* **Work request**
Report every line of the listing below in which the string "each" occurs.
------ Materials provided ------
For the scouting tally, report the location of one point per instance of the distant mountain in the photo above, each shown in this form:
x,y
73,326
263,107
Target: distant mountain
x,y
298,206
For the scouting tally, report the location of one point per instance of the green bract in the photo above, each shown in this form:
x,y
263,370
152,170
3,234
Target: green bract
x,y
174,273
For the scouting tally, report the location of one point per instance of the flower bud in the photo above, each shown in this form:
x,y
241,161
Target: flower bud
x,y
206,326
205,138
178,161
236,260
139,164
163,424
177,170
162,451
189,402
------
* **Task answer**
For the scouting tally, report the location of one point per instance of the distant mountain in the photo above, each shown in this form:
For the scouting tally, report the location of one point per instance of the green bract in the photo above, each shown in this form:
For the scouting tally, report the location of one point per instance of the flower bud in the photo above, each shown in this form:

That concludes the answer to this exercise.